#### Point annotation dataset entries
[Start]
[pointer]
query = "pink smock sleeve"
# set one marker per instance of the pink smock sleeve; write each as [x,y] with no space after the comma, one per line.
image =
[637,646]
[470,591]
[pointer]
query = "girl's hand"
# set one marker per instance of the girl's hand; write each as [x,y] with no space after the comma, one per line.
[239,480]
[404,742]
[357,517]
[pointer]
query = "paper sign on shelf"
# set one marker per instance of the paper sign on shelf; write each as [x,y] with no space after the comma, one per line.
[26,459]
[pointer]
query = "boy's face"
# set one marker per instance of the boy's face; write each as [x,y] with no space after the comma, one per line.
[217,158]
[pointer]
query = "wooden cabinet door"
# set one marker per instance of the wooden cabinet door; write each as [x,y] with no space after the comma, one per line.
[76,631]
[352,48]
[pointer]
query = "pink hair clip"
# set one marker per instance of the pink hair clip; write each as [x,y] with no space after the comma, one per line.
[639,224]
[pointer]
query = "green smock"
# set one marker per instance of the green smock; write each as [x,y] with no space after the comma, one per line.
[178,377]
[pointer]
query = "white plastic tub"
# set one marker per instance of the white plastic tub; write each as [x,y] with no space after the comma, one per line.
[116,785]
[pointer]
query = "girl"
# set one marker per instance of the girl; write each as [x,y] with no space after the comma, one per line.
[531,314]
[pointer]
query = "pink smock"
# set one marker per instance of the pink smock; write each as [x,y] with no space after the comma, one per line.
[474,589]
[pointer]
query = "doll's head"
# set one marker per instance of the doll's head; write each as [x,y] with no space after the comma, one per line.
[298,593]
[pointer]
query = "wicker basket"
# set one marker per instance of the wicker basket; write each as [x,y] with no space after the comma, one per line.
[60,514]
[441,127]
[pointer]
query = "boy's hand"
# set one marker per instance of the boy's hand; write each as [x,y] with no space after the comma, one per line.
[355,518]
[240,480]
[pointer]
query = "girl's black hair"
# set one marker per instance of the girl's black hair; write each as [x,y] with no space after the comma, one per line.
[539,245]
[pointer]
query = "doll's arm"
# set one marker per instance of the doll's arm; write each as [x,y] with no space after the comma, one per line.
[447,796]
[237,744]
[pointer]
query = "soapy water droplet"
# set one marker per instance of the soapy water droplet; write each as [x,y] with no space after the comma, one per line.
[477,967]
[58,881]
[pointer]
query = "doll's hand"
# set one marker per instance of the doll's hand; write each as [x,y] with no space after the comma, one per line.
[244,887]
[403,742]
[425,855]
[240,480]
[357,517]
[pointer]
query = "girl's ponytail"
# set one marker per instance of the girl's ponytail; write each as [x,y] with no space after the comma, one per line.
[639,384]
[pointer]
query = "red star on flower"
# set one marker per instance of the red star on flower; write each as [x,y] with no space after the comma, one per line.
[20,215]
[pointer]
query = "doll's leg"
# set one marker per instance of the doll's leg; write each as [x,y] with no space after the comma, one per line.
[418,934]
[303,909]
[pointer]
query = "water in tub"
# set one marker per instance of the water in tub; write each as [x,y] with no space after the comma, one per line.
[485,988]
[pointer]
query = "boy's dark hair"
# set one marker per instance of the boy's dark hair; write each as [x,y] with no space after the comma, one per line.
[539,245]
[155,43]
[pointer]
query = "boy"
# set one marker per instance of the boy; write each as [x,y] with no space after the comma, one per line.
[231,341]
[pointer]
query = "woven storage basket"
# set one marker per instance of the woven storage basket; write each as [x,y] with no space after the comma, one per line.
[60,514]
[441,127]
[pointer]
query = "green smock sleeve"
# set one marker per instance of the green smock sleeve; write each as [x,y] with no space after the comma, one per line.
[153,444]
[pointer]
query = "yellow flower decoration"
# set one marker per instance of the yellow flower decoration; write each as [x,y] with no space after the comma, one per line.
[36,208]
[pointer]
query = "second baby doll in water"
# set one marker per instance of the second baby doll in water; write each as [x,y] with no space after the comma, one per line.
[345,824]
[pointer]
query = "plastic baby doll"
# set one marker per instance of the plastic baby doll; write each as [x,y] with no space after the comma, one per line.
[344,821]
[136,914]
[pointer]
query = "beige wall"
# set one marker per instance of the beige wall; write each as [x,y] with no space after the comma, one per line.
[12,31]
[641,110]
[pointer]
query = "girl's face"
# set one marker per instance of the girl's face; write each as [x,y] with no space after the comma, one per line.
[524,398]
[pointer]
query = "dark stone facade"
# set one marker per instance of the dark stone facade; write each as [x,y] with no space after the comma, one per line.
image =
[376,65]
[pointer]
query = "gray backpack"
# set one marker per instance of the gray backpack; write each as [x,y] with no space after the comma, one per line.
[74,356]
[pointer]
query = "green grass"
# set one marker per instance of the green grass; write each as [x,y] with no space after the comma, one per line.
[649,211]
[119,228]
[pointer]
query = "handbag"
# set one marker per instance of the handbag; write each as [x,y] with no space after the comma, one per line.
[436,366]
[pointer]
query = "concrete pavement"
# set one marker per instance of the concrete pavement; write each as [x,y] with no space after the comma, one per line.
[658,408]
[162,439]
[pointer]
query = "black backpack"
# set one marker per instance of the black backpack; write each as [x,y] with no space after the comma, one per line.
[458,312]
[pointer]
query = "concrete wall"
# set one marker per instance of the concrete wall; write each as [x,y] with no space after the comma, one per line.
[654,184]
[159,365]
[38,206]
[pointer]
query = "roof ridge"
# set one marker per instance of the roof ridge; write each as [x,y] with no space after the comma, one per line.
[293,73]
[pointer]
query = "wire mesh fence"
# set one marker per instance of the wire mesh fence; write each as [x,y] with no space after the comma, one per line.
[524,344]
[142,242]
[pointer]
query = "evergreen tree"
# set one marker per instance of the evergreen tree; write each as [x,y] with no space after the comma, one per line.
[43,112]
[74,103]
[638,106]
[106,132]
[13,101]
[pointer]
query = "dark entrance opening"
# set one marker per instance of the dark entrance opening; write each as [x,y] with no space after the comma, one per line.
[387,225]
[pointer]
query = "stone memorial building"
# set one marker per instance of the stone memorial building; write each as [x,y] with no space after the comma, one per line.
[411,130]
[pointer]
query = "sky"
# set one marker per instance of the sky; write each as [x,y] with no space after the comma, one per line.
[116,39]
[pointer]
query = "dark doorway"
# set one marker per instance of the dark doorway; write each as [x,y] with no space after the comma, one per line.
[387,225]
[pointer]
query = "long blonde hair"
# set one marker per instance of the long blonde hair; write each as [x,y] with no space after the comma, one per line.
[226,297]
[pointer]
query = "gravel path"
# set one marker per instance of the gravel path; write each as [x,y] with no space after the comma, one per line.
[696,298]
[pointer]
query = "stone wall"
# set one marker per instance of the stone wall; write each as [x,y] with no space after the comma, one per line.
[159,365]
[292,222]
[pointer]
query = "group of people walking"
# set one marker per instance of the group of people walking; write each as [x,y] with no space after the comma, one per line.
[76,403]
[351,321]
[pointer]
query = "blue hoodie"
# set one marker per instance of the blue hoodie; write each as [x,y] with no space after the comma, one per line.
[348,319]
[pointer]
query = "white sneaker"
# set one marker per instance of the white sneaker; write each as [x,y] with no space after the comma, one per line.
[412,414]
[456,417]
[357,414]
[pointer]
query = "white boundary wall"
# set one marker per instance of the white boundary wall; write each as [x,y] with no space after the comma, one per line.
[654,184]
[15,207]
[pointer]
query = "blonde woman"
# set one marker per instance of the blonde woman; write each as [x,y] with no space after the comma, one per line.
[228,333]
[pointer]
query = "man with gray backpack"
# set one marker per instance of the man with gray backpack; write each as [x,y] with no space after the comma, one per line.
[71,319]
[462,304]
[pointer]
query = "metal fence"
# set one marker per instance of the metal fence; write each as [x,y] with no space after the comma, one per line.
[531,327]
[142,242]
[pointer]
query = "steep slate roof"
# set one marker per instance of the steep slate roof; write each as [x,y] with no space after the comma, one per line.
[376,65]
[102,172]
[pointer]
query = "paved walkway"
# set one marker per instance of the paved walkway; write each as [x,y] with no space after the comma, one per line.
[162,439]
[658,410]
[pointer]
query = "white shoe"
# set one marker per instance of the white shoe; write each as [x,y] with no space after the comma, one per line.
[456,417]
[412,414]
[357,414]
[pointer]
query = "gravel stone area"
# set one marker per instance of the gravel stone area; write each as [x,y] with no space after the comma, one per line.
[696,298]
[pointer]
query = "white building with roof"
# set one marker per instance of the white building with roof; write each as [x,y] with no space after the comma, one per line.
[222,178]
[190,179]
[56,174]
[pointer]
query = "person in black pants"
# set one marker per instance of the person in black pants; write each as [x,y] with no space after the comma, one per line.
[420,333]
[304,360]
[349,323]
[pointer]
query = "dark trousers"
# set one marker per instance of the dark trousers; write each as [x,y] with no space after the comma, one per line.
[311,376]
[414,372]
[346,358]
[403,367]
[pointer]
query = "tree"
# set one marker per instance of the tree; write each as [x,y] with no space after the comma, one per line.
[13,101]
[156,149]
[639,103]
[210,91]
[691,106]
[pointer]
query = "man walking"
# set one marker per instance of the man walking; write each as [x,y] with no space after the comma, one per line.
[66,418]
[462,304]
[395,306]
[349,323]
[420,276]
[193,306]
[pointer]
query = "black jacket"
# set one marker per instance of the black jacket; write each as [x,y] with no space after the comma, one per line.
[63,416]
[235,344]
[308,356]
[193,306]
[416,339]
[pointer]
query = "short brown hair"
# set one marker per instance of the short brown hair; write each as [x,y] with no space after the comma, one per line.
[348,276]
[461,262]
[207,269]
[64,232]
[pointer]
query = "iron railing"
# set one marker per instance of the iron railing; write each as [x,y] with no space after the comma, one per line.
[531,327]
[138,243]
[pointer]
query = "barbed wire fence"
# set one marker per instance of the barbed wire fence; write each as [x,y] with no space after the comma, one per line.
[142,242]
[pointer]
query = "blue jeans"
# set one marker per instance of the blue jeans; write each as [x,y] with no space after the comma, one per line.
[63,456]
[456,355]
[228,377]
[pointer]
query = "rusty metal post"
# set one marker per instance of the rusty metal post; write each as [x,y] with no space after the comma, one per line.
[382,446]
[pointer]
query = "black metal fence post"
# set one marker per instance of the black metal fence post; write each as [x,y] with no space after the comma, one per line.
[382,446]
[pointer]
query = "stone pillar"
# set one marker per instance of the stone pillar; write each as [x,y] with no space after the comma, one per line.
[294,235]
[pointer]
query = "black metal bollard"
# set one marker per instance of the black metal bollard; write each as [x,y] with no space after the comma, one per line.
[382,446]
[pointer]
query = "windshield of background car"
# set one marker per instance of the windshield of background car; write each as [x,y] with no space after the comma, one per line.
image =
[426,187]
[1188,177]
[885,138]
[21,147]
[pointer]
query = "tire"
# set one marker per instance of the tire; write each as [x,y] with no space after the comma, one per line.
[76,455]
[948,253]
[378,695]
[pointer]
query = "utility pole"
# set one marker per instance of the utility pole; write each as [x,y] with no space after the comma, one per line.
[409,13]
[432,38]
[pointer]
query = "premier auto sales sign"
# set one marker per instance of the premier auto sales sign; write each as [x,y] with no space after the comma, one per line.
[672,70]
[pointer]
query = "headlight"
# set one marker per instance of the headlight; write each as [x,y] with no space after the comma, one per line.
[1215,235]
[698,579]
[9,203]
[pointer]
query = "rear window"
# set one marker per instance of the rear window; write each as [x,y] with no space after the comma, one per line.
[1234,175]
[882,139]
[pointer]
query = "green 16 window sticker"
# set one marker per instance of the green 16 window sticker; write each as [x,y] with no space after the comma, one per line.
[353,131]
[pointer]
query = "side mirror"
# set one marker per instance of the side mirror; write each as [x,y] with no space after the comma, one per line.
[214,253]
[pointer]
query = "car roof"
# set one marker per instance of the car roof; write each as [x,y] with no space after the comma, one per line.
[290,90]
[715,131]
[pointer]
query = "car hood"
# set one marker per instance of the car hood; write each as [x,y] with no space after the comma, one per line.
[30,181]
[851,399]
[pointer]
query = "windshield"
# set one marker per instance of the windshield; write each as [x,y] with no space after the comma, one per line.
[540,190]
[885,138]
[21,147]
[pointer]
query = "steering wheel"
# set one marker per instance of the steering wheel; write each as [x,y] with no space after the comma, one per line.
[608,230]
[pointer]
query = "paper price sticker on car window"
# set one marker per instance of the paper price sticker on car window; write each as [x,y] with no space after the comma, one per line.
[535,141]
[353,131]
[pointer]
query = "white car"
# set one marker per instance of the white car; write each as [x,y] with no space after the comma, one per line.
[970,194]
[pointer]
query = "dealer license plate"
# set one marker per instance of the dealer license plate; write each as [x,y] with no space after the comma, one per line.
[End]
Find every line in the entries above that contains the word "white", and copy each of those lines.

#### OUTPUT BELOW
query = "white plastic tub"
# set one marker per instance of the white plastic tub; write each as [x,y] with no space after the comma, one per line.
query = "white sneaker"
# set one marker per instance of the white sneaker; write each as [x,y] with no space after the comma, one per line.
query = "white boundary wall"
# set one marker per instance of the white boundary wall; write each as [x,y] with no space after the comma, one per line.
query = "white shoe"
# set one marker per instance of the white shoe; write each as [x,y] with no space after the comma, one per line.
query = "white building with roof"
# set one marker per instance of the white building with roof; write each as [x,y] with no space after the comma, one per line.
query = "white car"
# set one marker per instance of the white car; write each as [x,y] with no space after the comma, one per line.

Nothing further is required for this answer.